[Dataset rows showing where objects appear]
::::

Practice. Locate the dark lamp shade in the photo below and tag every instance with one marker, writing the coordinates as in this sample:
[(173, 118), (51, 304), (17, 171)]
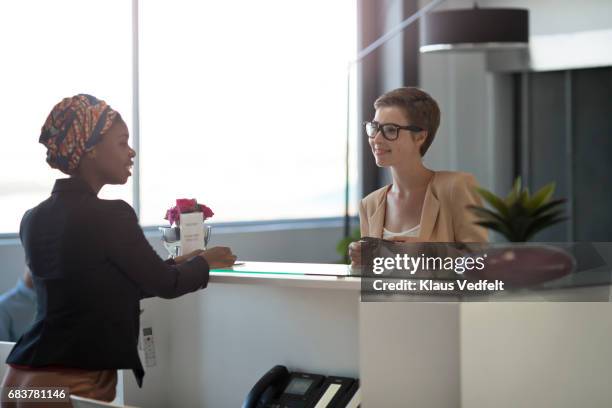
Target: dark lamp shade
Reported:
[(475, 29)]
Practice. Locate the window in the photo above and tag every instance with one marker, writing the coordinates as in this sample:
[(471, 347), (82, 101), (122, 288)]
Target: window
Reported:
[(51, 50), (243, 106)]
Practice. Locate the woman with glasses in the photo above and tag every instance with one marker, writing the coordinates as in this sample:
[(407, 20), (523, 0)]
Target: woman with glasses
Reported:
[(421, 205), (91, 263)]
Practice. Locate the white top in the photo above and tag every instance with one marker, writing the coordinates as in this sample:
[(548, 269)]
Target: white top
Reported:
[(412, 232)]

::::

• [Written exercise] Rewrite the entire listing above, requests included, multiplying every coordinate in the reported answers by 1.1 and rounding to whole numbers with halves rounded up. Keep the sample coordinates in the requests unchanged, and leave the pictures out.

• [Solution to the problem]
Practice. Locate the dark lamp shade in the photo below and tag every instance with one marker, writing the coordinates as in this sample:
[(173, 118), (51, 304), (17, 171)]
Target: dark lamp shade
Reported:
[(523, 32)]
Practice. Locate the window in the photo above and tag every instance with one marker, writing the coordinates as in this sample:
[(471, 347), (82, 101), (122, 288)]
Target: window
Reported:
[(56, 55), (267, 117)]
Practice. Locate the woman with glasses in the photo above and tag every instance with one marker, writing the coordinates as in this sample:
[(407, 20), (523, 0)]
Target: woman with glasses
Reported:
[(463, 226), (100, 289)]
Practice. Locate the white top in the photo above and tag every instance with one marker, writing the coordinates as in this sample:
[(548, 269)]
Target: white top
Reported:
[(453, 255)]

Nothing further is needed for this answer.